To be done:
Quote every entry word for word.

****************************************

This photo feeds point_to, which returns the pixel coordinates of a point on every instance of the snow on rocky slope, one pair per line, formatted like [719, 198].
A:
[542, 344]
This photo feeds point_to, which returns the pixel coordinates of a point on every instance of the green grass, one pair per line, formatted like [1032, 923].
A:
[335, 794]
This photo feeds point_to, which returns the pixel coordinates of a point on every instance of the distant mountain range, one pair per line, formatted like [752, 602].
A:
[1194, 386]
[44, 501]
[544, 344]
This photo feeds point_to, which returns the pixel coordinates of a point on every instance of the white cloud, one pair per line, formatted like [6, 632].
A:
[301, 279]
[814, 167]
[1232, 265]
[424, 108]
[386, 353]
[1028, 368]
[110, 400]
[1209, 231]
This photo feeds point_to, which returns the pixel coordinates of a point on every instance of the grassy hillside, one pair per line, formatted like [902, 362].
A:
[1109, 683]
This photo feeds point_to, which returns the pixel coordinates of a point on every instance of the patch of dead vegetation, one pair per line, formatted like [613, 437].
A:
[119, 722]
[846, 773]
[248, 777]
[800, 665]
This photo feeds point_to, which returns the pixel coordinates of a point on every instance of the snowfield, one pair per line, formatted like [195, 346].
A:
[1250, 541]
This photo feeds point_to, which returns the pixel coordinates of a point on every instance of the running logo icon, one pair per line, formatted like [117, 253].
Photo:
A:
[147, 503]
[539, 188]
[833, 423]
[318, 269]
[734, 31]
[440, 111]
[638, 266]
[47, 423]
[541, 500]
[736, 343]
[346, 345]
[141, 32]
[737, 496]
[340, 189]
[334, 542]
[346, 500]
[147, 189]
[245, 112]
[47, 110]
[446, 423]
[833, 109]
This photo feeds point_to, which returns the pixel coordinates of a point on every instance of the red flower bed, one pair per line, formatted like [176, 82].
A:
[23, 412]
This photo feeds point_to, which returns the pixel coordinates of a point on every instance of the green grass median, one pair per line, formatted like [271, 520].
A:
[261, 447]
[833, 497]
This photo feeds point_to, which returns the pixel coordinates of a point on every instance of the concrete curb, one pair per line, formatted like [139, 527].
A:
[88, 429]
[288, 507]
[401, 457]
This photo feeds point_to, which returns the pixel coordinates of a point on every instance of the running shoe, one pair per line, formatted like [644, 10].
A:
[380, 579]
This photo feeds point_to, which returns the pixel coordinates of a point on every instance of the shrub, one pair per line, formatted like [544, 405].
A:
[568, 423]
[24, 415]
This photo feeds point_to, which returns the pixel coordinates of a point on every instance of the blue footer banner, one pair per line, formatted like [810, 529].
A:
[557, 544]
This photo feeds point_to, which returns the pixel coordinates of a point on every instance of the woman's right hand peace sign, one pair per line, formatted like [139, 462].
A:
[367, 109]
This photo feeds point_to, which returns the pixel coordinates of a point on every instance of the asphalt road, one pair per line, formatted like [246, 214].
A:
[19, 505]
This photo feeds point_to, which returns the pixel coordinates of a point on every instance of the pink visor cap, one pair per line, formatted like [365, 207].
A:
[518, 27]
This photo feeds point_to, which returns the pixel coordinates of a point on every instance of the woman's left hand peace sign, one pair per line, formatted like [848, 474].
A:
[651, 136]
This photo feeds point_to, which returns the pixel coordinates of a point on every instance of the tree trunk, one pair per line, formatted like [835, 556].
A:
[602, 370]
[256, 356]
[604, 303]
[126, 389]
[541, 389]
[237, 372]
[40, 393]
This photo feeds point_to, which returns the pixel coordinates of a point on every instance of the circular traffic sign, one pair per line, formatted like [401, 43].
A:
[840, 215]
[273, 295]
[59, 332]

****************************************

In response:
This photo feeds point_to, which returns the pixel coordinates of a point on every instance of the snow on rocky slope, one pair per line, formatted like [719, 198].
A:
[542, 344]
This photo feeds point_to, which returns the pixel coordinates of a point on every instance of the green grass, one pair per line, formatted like [1032, 923].
A:
[335, 794]
This photo feeds point_to, which returns the pixel coordinates of a point on every instance of the distant mountain range, one pair per line, formatted like [752, 602].
A:
[1194, 386]
[44, 501]
[544, 344]
This photo feeds point_to, which returns the pixel coordinates of a point on every instance of the white cloud, one pair per line, formatted like [6, 632].
A:
[301, 279]
[814, 167]
[1232, 265]
[424, 108]
[386, 353]
[1028, 368]
[110, 400]
[1209, 231]
This photo feeds point_to, which returns the pixel coordinates of a point on every instance of the grassy hillside, one pair per line, formatted like [902, 362].
A:
[1109, 683]
This photo feeds point_to, which returns the pixel coordinates of a point on every instance of the patch of dead vegetation, one pair per line, formatted like [613, 437].
A:
[119, 722]
[846, 773]
[248, 777]
[800, 665]
This photo feeds point_to, which returns the pixel coordinates of a point on every instance of the snowfield, one pair per line, formatted like [195, 346].
A:
[1250, 541]
This photo feeds point_to, which returns the pixel coordinates of a point on every instance of the running logo icon, one pair per line, formatted like [117, 253].
Photo:
A:
[147, 503]
[539, 188]
[833, 423]
[318, 269]
[734, 31]
[440, 111]
[638, 266]
[47, 423]
[541, 500]
[736, 343]
[346, 345]
[141, 32]
[737, 496]
[340, 189]
[334, 542]
[346, 500]
[147, 189]
[245, 112]
[47, 110]
[446, 423]
[833, 109]
This photo feeds point_to, which returns the pixel coordinates of a point on every instance of the red flower bed, one pair per line, formatted like [176, 82].
A:
[23, 412]
This photo feeds point_to, which returns the pixel coordinates of a point on every instance of the green grass median, one pair per line, formatted like [271, 520].
A:
[261, 447]
[833, 497]
This photo feeds point_to, which returns the pixel coordinates of a point on every instance of the concrete curb, one pair per line, formatted like [139, 527].
A:
[88, 429]
[288, 507]
[401, 457]
This photo feeds point_to, which returns the pixel coordinates of a point on every instance of the running shoe, one pair per line, formatted like [644, 10].
A:
[380, 579]
This photo feeds point_to, which returns the pixel coordinates of a point on every instance of the shrub, one pair per line, formatted like [544, 405].
A:
[568, 423]
[24, 415]
This photo feeds point_to, which returns the pixel coordinates of a point on every instance of the blue footer banner, one pair per line, formatted like [810, 529].
A:
[557, 544]
This photo feeds point_to, which returns the pixel coordinates of a point on every instance of the woman's right hand peace sign, one pair per line, formatted like [139, 462].
A:
[367, 109]
This photo feeds point_to, which returns the pixel coordinates of a point on every instance of the asphalt road, one pair per line, formatted like [246, 214].
A:
[19, 505]
This photo feeds point_to, which returns the pixel coordinates of a point on every instance of the pink visor cap, one pair per line, formatted like [365, 207].
A:
[518, 27]
This photo feeds point_to, which returns the pixel coordinates of a point on every instance of the woman's left hand peace sign, one pair per line, formatted like [848, 474].
A:
[651, 136]
This photo feeds point_to, which returns the pixel coordinates of a point on every instance of the tree trunk, one pair per line, formatted like [835, 556].
A:
[602, 370]
[256, 356]
[604, 303]
[126, 389]
[541, 389]
[237, 372]
[40, 393]
This photo feeds point_to, which returns the pixel coordinates of a point on every instance of the circular traffic sign, one pair per line, formatted like [401, 43].
A:
[840, 215]
[273, 295]
[59, 332]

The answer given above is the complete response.